▸ ASSIGNED TASK: Make an exact copy of the records below. Include every line.

▸ EXTRACTED RECORDS:
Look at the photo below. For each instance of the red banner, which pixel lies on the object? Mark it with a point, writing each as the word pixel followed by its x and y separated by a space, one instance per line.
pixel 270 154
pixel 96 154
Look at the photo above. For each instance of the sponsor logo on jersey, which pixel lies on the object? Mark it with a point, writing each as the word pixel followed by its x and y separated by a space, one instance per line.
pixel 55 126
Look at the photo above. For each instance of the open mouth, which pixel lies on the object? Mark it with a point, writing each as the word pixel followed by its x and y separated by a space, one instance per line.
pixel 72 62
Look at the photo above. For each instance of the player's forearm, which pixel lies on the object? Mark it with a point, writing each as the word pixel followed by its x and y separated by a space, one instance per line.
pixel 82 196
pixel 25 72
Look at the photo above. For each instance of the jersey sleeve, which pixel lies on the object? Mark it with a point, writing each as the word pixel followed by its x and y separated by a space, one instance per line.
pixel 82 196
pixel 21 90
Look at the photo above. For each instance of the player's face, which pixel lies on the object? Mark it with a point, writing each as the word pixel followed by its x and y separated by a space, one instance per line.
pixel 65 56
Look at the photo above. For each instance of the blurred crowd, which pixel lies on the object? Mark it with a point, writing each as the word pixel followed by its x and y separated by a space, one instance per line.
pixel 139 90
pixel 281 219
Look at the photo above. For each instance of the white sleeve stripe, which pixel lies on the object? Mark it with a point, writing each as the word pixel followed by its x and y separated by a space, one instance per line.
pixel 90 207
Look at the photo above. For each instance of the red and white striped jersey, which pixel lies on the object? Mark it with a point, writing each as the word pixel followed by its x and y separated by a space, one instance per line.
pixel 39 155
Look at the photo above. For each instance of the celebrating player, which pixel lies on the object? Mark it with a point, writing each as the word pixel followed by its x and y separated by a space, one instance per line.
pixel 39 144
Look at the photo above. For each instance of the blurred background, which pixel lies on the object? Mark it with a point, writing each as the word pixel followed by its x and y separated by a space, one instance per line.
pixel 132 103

▸ SOLUTION TO THIS PROBLEM:
Look at the photo below. For each instance of the red banner, which pixel lies on the object? Mark it with a point, writing each as the word pixel followed by its x and y separated by a space, one instance per line.
pixel 270 154
pixel 96 154
Look at the photo above. For each instance of the sponsor logo on jersey, which pixel lies on the object? Mark it with a point, writing each as the word pixel followed by its x and y separated by a space, one instance per line.
pixel 55 126
Look at the photo above. For each instance of the open mouth, which pixel lies on the object? Mark it with a point, writing each as the word pixel followed by its x and y separated by a space, one instance per line.
pixel 72 62
Look at the photo above. For each instance of the player's forearm, which pixel lies on the object? Mark it with a point, writing each as the word pixel followed by its x and y separated by a space, one instance per line.
pixel 82 196
pixel 25 72
Look at the photo above. For each instance of the jersey sleeve, which pixel lies on the object? Mark it with a point, writing each as the word pixel followed by its x and y separated by a space, one instance per line.
pixel 82 196
pixel 21 90
Look at the photo above. For each instance of the player's face, which pixel lies on the object? Mark it with a point, writing each as the word pixel followed by its x and y separated by a space, one instance per line.
pixel 65 56
Look at the photo above. For each instance of the blurred crowd, which pixel lies on the object? Mark it with a point, writing each as the word pixel followed by its x and y separated by a space, one instance per line.
pixel 139 90
pixel 281 219
Look at the photo above. For each instance of the white sleeve stripe, which pixel lies on the object? Mark it with a point, writing each as the word pixel followed by its x and y separated by a space, one instance per line.
pixel 90 207
Look at the photo above. For each instance of the red and white striped jersey, which pixel lies on the object? Mark it with a point, writing each as the word pixel followed by its x and y separated by a space, one instance per line.
pixel 39 155
Look at the photo above. For each instance of the celebrating player, which pixel lies on the object? Mark it with a point, writing each as the word pixel followed by its x and y separated by a space, one instance per line.
pixel 39 144
Look at the photo above. For each instance of the blurred background, which pixel lies on the object? Mark it with a point, writing each as the word pixel followed by its x and y separated by a space, one instance per line.
pixel 132 103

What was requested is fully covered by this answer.